_Given problem_
Gather every line in the records below that contains the word "stem" and copy each one in full. Case matters when matching.

==== Provided entries

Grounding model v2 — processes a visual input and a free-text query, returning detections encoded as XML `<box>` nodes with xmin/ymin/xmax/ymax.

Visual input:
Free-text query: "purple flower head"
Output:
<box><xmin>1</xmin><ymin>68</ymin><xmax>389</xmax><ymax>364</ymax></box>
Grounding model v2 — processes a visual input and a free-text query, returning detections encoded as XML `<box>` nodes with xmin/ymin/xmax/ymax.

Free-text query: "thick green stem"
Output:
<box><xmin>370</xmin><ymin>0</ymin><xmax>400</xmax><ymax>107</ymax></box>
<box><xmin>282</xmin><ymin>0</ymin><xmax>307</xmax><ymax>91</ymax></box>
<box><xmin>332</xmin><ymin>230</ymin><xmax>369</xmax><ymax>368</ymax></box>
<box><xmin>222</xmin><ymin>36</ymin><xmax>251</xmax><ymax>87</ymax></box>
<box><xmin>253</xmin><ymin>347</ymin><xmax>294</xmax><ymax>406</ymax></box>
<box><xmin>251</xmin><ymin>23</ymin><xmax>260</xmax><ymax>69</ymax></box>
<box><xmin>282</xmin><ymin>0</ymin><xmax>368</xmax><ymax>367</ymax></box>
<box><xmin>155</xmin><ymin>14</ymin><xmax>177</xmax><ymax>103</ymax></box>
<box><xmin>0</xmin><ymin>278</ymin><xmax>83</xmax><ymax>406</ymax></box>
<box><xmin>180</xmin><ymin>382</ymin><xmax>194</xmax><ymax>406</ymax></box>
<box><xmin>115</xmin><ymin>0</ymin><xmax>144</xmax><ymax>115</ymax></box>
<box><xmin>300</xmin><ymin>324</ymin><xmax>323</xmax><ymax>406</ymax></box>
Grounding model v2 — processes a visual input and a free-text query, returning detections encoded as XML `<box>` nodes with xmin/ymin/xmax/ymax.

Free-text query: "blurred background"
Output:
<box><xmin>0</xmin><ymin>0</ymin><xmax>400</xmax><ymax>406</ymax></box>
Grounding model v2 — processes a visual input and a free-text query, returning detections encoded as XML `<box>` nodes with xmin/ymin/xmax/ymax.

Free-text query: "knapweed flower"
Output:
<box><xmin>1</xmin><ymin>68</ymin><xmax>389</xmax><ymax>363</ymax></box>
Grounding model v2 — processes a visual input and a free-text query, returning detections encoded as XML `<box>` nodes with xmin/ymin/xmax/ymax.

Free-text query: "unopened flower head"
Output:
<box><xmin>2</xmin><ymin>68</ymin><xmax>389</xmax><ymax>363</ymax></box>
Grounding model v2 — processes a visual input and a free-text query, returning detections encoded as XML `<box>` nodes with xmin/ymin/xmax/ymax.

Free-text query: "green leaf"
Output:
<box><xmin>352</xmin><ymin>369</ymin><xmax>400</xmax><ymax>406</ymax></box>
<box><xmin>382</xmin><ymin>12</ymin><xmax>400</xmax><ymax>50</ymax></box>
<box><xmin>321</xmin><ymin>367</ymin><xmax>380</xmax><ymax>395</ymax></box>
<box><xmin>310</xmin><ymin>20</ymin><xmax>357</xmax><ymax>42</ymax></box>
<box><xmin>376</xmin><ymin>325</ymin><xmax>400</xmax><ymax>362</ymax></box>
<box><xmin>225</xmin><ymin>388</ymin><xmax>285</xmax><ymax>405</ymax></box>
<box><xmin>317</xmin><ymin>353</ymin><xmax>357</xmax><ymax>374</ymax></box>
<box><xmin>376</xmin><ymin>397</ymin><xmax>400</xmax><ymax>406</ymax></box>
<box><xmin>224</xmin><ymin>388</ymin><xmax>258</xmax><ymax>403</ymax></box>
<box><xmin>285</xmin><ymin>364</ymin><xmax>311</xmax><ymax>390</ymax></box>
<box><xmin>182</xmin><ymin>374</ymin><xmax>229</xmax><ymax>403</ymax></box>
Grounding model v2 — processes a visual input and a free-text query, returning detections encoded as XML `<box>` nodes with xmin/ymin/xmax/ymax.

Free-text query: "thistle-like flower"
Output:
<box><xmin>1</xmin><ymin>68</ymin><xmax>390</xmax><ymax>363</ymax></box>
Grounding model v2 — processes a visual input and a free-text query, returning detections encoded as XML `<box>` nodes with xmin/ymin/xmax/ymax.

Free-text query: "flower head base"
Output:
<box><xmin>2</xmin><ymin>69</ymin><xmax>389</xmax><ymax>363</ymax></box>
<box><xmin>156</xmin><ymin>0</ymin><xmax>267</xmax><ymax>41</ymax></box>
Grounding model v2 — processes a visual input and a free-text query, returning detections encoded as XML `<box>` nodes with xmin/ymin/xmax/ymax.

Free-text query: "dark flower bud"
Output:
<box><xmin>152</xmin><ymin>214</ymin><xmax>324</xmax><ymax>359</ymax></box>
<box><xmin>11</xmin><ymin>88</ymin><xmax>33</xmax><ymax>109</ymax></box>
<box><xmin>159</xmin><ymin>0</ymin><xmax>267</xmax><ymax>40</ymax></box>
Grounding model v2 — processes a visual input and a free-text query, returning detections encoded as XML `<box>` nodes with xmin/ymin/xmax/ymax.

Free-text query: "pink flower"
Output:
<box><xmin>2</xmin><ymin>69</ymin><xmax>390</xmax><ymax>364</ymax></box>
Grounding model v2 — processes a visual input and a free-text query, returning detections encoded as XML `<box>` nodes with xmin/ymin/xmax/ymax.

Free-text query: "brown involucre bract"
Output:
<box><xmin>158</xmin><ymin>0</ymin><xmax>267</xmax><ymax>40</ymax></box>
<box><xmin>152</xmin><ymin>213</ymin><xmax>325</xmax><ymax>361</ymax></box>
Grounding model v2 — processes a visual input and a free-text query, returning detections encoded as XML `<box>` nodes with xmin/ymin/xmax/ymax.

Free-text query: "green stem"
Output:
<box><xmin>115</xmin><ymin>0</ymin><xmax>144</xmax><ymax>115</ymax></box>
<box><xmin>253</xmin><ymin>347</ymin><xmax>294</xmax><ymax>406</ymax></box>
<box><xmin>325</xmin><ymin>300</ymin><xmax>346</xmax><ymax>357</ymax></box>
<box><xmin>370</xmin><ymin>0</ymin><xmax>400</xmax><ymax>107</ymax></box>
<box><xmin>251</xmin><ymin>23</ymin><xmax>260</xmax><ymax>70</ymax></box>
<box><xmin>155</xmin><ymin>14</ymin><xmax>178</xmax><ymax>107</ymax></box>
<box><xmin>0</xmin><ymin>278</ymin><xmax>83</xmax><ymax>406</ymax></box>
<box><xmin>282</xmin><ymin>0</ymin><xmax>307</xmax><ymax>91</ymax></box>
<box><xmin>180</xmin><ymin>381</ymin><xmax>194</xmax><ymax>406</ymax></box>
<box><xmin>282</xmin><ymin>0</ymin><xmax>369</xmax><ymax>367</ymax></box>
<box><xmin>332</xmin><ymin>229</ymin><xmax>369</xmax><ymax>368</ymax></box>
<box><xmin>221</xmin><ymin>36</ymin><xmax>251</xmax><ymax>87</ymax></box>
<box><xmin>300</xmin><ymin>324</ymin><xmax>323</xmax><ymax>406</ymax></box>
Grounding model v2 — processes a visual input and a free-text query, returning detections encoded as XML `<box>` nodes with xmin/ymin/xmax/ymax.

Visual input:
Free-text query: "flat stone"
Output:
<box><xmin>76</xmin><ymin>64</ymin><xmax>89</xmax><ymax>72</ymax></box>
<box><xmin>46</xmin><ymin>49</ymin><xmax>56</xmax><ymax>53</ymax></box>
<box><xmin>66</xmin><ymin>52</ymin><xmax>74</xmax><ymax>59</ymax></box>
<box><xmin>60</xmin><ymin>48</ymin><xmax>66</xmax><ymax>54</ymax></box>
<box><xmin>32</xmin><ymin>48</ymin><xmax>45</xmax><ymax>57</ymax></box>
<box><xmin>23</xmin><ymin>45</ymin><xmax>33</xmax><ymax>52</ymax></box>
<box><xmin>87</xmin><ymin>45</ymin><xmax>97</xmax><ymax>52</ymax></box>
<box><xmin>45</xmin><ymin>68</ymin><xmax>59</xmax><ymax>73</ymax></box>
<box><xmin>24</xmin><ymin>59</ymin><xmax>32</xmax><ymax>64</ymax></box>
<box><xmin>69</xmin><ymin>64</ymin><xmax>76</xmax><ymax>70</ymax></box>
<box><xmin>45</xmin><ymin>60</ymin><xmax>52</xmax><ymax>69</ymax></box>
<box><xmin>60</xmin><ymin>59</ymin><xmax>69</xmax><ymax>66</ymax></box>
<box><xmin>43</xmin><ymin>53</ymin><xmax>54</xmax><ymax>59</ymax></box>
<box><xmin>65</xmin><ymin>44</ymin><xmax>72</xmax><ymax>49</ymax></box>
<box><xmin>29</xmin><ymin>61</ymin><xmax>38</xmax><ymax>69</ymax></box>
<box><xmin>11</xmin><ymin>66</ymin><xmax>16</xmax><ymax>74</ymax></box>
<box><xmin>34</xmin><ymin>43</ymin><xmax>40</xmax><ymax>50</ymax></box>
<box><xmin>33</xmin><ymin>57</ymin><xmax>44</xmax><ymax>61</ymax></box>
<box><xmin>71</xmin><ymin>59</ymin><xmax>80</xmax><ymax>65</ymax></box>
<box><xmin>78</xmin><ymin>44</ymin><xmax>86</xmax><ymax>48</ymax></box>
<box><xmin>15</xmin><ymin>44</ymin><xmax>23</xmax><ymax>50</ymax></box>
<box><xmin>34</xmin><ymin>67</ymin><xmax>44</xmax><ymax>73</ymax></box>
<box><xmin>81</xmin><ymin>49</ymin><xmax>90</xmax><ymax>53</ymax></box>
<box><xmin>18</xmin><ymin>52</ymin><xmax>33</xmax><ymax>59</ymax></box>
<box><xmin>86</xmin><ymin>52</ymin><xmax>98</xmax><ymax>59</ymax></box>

========

_Answer for this exercise_
Free-text query: "thick green stem"
Free-text query: "green stem"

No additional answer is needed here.